[Task goal]: Copy the entire listing below word for word, keeping every line unchanged.

─── Records for the exercise

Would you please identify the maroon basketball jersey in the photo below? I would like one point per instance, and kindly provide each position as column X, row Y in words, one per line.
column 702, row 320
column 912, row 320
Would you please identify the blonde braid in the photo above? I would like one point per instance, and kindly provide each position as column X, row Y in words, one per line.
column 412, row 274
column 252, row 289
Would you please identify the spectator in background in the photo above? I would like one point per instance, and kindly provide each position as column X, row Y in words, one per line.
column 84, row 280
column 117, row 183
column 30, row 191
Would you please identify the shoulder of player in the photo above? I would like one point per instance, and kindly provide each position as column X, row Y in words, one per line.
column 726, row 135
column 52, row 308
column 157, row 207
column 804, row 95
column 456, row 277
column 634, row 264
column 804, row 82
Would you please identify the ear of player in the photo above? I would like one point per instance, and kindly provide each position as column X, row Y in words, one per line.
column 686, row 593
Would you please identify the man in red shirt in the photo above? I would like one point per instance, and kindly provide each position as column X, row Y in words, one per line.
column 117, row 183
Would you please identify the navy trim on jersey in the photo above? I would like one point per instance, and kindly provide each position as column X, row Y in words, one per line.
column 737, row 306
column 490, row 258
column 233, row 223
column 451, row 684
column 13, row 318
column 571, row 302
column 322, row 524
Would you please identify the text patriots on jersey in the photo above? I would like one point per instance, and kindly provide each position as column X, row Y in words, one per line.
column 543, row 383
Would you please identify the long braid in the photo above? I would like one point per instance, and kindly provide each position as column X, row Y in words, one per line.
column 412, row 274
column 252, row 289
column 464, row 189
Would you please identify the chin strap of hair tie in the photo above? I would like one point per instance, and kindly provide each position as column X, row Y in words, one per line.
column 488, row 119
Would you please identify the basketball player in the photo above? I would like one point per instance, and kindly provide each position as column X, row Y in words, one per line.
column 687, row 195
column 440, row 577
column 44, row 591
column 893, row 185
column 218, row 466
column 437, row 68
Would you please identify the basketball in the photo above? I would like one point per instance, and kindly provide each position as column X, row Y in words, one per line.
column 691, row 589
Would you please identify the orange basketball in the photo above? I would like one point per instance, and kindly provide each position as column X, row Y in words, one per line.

──────

[Written response]:
Would you please identify the maroon basketball jersey in the photo below? I would like one point per instance, and kindly provide each position as column X, row Y in words, one per line.
column 702, row 320
column 912, row 320
Would you please identify the blonde braid in the photo above? I would like one point per instance, and kindly provide each position as column X, row Y in words, one per line.
column 412, row 274
column 252, row 289
Would you please identify the spectator in background in the photo above? I would like one point per instance, and kindly provide each position as column X, row Y in words, one per line.
column 84, row 280
column 117, row 183
column 30, row 191
Would you please identify the shoulder of player in the photo above? I would like one point per instance, and kindly provide each position as column X, row Y in words, one per line.
column 726, row 135
column 52, row 308
column 157, row 207
column 804, row 95
column 456, row 277
column 634, row 264
column 804, row 82
Would you please identify the ear of player in the photo above? I would like one point per instance, and kindly provide each position as column X, row Y in words, one per line.
column 686, row 593
Would you please identify the man in red shirt in the photo above? I would like one point per instance, and kindly provide each position as column X, row Y in words, one per line.
column 117, row 183
Would you please identify the navy trim on jersey in the photo above? I would like one point per instance, and kindly provide each position as column X, row Y in words, one per line.
column 737, row 306
column 490, row 258
column 233, row 223
column 451, row 684
column 13, row 318
column 571, row 302
column 322, row 524
Would you please identify the text patriots on jersey in the photo above? I would like one point per instance, and kindly provide each position as column X, row Y in words, one per line.
column 543, row 383
Would you please identify the long braid in the photo above? I would like one point per instance, and kindly provide each position as column X, row Y in words, one per line.
column 412, row 274
column 252, row 289
column 464, row 189
Would you please identify the chin strap of hair tie in the photo above? I would like one point per instance, and kindly provide each position as column X, row Y in words, one per line.
column 488, row 119
Would you please identify the basketball player in the photo above? I would like one point per instance, and kindly provide each position as column X, row Y in words, one per line.
column 687, row 195
column 440, row 577
column 44, row 591
column 893, row 185
column 218, row 466
column 437, row 68
Would you please identify the basketball in the photo above? I would like one point per instance, and kindly provide each position as column X, row Y in words, one per line.
column 691, row 589
Would you please identify the orange basketball in the photo above? I would like one point per instance, and kindly provide each position as column X, row Y in words, one per line.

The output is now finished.